## Start

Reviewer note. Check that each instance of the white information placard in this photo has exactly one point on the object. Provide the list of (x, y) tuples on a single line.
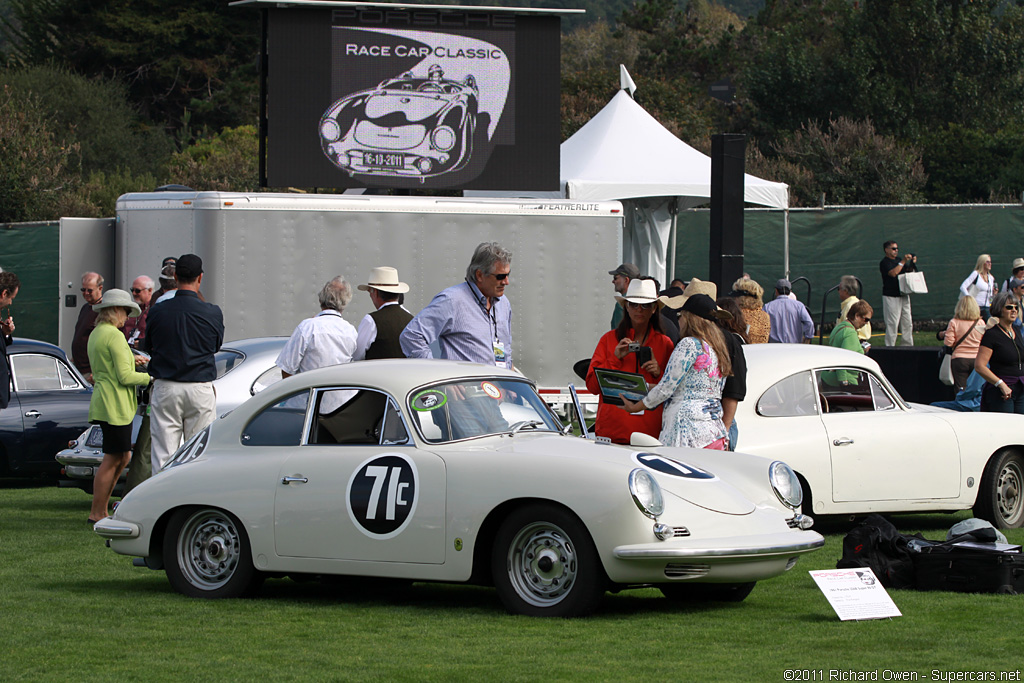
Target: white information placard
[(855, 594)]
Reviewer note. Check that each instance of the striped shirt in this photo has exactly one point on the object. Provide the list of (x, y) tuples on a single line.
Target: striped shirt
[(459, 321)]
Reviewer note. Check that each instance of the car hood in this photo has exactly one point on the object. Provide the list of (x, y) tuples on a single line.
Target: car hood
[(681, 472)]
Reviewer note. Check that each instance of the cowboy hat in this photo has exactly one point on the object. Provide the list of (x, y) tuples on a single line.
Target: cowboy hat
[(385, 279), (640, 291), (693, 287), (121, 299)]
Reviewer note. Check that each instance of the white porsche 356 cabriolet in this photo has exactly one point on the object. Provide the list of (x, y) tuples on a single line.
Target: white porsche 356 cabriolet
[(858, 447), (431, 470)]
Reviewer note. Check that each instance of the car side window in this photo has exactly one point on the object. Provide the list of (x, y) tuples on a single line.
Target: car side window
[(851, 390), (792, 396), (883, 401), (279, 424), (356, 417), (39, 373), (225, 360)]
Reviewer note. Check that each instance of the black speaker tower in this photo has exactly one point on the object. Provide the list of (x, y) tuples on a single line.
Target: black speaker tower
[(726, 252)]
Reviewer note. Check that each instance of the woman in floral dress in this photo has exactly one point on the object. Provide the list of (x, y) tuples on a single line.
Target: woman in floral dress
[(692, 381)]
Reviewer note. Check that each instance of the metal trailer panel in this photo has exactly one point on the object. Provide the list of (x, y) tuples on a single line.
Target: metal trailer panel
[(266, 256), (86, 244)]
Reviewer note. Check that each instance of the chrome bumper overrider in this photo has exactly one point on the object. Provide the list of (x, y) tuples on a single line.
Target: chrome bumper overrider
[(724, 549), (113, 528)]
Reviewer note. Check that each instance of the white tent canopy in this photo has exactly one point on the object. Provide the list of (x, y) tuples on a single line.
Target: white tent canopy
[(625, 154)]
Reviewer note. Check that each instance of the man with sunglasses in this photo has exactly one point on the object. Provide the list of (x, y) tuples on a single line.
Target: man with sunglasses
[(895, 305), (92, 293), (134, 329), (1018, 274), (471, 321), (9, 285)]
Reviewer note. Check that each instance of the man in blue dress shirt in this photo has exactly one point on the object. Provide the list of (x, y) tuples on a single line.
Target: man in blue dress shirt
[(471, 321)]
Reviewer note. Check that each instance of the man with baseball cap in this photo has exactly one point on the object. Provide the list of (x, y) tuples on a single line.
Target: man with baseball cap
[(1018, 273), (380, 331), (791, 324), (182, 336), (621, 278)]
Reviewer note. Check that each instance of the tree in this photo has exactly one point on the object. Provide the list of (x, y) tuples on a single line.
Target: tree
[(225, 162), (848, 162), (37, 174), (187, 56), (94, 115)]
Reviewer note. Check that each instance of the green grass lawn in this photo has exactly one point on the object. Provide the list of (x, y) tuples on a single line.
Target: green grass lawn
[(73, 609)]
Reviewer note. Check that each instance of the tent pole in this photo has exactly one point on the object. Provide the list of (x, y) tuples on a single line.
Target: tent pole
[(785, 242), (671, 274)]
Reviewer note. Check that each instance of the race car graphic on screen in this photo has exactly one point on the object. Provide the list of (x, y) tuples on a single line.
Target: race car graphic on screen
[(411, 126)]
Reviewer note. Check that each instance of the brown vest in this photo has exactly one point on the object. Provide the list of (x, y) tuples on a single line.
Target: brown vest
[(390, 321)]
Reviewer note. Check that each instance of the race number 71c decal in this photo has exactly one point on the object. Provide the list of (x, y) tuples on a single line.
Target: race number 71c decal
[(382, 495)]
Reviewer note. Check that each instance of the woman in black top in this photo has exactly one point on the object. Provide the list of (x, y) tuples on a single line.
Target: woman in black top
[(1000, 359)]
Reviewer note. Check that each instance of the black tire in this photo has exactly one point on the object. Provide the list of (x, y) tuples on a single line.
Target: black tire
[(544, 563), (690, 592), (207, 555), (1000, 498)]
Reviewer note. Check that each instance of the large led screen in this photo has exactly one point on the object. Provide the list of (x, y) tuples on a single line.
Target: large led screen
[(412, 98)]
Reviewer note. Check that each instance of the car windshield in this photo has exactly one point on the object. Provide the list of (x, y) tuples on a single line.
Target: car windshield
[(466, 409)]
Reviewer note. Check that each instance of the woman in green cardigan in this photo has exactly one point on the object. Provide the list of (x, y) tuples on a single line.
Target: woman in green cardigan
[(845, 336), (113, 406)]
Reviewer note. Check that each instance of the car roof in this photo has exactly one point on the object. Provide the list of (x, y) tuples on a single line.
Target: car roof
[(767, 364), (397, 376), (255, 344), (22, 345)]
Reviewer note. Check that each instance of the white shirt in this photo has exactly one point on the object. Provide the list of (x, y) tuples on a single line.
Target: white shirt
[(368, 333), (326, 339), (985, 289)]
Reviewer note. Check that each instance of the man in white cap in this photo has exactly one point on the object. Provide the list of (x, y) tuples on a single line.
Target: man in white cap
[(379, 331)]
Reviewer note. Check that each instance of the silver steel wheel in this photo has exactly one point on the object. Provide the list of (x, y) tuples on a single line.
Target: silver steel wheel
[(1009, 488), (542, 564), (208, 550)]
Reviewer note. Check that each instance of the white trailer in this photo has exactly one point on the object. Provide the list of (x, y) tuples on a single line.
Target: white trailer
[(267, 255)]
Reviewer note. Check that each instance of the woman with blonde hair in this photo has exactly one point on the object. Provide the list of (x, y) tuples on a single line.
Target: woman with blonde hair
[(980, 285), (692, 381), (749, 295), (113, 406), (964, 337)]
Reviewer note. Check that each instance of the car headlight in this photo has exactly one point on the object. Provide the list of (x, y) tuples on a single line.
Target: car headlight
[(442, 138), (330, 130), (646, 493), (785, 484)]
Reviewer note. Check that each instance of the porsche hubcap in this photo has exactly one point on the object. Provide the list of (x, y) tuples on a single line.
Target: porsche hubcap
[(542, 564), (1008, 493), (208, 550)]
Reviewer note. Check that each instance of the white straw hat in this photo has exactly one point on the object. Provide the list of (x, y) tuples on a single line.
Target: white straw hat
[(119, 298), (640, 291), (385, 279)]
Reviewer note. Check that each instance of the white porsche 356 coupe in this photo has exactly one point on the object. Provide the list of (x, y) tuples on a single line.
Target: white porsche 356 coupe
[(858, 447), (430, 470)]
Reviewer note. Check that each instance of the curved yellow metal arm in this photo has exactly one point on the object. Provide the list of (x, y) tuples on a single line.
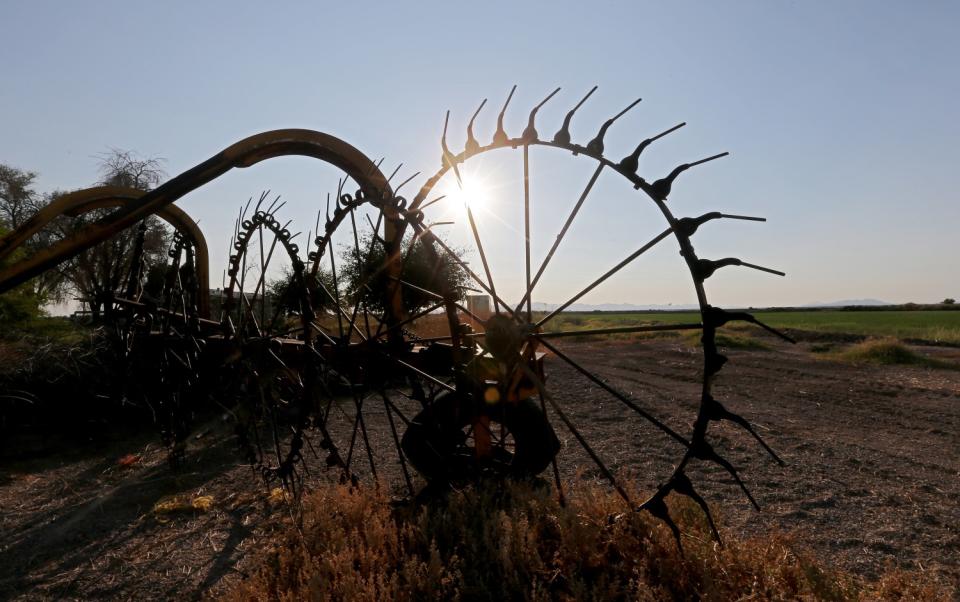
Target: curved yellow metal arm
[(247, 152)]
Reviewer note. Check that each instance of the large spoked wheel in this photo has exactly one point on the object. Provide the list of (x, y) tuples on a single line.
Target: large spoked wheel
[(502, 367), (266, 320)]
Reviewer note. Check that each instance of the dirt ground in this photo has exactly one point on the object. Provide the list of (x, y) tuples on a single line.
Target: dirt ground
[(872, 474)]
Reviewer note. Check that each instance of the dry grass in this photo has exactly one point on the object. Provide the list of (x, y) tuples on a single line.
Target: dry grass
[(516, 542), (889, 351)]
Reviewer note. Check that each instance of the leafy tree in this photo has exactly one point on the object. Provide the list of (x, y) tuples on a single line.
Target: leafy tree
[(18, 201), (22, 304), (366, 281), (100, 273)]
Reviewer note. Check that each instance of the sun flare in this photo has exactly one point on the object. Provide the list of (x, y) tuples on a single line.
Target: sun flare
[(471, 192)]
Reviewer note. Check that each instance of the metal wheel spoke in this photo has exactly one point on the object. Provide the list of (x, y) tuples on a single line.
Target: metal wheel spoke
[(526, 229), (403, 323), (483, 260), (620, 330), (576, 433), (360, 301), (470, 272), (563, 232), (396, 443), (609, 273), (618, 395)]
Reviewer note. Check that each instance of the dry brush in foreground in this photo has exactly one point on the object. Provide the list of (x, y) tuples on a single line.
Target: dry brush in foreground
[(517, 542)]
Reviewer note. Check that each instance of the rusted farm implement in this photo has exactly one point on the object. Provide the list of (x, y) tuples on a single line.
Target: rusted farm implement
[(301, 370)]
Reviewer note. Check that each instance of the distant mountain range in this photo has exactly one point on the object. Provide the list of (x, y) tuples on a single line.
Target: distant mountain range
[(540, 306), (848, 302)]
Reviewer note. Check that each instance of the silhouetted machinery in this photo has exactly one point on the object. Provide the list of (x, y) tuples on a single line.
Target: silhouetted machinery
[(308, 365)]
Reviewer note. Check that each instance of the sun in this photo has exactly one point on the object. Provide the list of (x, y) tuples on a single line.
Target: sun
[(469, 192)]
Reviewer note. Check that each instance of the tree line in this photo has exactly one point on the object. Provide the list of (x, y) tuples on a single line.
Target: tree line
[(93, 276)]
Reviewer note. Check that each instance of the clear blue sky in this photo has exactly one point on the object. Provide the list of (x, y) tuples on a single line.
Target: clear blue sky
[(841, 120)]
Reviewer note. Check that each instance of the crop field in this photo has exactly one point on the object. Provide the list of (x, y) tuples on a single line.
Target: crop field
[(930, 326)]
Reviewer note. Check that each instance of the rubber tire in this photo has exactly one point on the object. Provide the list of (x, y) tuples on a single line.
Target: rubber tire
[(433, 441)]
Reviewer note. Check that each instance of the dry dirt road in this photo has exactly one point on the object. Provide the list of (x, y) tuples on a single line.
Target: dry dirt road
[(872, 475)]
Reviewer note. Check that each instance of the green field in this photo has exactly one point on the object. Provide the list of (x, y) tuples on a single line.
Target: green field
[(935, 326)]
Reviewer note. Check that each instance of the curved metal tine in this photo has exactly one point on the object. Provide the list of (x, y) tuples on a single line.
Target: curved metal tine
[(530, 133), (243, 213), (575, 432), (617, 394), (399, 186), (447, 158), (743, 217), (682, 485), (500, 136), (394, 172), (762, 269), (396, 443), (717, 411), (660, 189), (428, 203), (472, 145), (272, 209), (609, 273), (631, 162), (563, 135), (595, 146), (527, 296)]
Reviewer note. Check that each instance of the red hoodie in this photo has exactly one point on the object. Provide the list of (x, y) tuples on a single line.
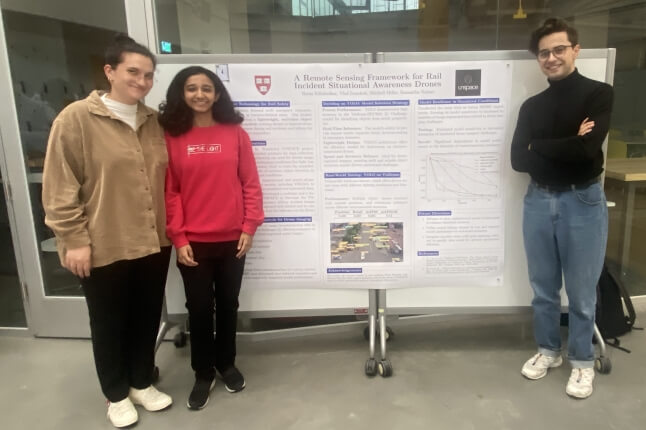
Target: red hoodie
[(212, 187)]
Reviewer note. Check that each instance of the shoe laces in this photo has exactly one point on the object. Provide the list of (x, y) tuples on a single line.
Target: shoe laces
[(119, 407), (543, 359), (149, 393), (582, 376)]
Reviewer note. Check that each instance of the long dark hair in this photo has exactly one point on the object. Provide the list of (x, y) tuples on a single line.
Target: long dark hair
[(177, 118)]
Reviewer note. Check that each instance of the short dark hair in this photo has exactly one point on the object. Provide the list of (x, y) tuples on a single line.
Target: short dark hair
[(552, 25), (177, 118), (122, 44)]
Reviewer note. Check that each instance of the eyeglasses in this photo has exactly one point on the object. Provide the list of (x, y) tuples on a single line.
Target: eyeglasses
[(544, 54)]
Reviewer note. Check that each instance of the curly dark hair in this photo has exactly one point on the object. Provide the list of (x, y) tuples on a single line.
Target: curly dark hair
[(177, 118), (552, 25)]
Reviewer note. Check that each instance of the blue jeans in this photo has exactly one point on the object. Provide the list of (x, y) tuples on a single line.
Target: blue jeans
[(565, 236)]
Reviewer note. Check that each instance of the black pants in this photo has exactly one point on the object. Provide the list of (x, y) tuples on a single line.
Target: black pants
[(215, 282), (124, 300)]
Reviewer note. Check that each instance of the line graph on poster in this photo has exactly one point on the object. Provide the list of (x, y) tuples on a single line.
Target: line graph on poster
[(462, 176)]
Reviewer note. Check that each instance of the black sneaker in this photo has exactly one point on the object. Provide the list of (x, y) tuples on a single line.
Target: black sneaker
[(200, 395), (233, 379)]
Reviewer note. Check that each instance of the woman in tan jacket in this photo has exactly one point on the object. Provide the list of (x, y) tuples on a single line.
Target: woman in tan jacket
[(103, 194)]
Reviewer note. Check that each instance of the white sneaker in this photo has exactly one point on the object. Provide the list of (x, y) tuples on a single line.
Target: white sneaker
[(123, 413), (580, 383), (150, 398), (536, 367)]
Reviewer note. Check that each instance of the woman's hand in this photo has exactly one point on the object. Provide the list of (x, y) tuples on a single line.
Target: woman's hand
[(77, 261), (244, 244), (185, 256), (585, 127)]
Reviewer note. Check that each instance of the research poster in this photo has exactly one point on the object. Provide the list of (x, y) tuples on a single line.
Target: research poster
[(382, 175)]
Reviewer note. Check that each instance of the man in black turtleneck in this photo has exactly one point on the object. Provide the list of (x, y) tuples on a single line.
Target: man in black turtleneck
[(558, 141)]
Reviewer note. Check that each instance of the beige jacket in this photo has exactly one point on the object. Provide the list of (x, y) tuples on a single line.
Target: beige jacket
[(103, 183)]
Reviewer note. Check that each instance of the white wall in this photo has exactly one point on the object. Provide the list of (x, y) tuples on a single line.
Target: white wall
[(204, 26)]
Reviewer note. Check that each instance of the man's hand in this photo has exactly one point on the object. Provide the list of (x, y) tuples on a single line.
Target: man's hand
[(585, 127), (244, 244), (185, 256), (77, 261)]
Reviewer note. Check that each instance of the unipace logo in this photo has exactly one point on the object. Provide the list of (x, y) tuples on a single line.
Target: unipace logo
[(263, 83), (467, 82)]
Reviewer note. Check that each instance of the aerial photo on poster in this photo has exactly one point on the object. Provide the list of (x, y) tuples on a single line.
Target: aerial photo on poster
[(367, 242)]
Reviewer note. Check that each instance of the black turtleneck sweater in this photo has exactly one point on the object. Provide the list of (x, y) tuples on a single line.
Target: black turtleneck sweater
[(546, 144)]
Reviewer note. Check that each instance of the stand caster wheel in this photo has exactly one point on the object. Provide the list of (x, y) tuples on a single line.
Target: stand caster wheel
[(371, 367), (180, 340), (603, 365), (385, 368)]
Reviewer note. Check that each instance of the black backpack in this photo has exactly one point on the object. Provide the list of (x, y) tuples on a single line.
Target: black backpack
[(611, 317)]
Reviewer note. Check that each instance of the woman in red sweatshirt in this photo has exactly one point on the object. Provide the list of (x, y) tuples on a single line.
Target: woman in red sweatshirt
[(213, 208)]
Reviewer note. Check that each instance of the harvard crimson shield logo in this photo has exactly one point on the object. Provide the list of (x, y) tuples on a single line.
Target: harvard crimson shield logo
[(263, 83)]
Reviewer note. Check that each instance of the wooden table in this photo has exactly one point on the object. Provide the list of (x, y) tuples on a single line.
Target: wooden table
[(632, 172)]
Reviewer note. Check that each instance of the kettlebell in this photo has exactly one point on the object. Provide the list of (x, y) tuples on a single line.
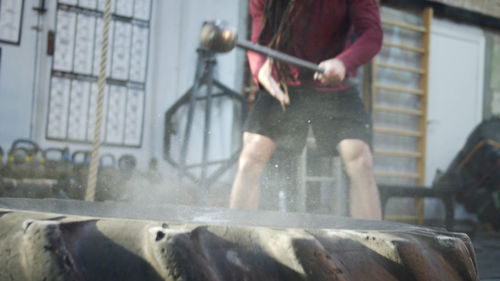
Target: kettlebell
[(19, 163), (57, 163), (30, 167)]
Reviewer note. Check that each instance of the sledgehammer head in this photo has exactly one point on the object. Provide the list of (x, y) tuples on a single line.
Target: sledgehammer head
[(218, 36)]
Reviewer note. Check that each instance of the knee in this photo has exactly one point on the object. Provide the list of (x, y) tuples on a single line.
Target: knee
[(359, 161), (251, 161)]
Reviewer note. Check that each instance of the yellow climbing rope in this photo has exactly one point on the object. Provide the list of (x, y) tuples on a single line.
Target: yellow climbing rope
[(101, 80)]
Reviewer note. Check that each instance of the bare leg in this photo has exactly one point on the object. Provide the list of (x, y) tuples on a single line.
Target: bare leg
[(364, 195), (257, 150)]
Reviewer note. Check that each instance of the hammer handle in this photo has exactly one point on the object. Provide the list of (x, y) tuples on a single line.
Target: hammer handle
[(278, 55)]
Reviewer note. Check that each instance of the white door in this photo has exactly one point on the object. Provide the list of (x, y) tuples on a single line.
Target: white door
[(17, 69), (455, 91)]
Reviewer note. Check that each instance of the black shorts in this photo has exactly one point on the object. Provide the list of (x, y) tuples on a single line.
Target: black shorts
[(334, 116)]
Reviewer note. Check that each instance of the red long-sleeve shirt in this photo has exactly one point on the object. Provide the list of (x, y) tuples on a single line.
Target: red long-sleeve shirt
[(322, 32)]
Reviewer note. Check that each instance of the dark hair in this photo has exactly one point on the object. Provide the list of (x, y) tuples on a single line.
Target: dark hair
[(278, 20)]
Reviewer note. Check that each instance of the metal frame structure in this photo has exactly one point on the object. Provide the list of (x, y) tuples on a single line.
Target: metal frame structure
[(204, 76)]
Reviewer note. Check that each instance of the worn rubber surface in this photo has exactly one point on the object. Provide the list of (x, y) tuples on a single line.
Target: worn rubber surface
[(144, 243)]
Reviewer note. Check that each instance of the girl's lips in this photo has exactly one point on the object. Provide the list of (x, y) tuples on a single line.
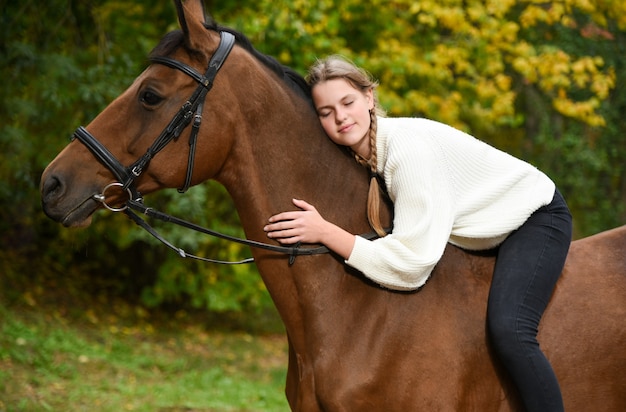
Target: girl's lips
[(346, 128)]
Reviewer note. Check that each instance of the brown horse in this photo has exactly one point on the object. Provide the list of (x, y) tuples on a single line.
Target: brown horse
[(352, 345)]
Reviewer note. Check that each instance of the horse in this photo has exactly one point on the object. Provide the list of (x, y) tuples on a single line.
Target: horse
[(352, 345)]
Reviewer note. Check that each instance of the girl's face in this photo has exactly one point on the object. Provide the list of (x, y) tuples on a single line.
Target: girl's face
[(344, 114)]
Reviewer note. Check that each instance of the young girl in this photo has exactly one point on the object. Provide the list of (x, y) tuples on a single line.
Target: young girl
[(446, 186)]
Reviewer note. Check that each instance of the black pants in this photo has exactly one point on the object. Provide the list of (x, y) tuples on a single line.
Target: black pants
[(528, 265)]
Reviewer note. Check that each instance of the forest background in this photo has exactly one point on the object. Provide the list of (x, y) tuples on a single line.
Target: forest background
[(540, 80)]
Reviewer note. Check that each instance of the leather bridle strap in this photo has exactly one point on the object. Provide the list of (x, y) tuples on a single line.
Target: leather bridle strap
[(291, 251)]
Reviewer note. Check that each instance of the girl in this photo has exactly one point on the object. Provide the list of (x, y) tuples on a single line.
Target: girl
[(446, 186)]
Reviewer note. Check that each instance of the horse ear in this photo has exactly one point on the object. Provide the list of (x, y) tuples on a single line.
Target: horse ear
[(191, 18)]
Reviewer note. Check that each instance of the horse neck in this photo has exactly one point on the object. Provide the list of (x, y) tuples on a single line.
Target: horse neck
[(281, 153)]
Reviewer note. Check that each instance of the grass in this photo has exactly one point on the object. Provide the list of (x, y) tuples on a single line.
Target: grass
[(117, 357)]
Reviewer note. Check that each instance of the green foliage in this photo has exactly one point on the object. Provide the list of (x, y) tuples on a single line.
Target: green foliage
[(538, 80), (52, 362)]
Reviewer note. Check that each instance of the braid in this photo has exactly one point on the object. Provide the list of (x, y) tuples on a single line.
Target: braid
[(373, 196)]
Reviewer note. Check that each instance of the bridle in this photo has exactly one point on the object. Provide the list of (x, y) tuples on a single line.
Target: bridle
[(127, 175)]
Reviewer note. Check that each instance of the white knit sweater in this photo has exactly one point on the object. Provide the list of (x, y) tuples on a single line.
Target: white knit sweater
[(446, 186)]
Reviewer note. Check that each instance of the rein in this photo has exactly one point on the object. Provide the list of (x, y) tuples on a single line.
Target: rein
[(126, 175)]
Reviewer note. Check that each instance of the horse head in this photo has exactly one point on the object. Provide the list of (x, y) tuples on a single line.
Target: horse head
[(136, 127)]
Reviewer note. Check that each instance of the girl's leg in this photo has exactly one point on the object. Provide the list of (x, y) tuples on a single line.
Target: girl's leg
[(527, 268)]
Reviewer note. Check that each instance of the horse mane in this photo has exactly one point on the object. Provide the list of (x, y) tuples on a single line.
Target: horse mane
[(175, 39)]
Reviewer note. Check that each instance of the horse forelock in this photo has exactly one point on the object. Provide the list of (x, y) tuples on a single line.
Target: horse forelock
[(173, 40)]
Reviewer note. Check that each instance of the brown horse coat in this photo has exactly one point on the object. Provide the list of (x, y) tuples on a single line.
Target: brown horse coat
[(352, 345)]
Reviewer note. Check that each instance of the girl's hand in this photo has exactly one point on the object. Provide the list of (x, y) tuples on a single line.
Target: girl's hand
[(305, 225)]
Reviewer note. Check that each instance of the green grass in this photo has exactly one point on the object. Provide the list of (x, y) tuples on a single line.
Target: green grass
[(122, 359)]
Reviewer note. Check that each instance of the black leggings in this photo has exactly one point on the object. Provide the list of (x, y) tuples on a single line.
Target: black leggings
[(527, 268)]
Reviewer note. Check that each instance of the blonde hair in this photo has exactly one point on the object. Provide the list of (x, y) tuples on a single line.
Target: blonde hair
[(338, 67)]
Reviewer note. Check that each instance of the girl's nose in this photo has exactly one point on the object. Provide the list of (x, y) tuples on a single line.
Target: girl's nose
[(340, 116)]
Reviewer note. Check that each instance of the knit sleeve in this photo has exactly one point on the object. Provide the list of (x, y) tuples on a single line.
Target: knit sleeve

## End

Written exercise
Copy the lines above word for word, from the very first one through the line containing "[(858, 447), (431, 470)]", and leave the pictures out of your copy.

Answer
Reviewer note. Check that each instance of the white information placard in this photo has exactly one point on the object. Provide the list of (x, y) tuples on a single line.
Target: white information placard
[(855, 594)]
Reviewer note. Check that each instance of the striped shirt in this photo has exactly one point on the object. Provide the list of (x, y) tuples on a single line.
Target: striped shirt
[(459, 321)]
Reviewer note. Check that each instance of the car hood in this photo has exactly one point on the object. Provide the list of (x, y) tuples on a single line.
Target: car hood
[(681, 472)]
Reviewer note. Check that each instance of the cowboy hat in this photo has exactly one point on the object. Provide the list of (x, y) tuples on a single line.
Target: cowboy hat
[(385, 279), (640, 291), (693, 287), (121, 299)]
Reviewer note. Check that each instance of the white porsche 356 cabriolet in this photo has exactly one point on the object. Provide the list of (x, y) tuples on a single line.
Target: white porsche 356 cabriolet
[(858, 447), (431, 470)]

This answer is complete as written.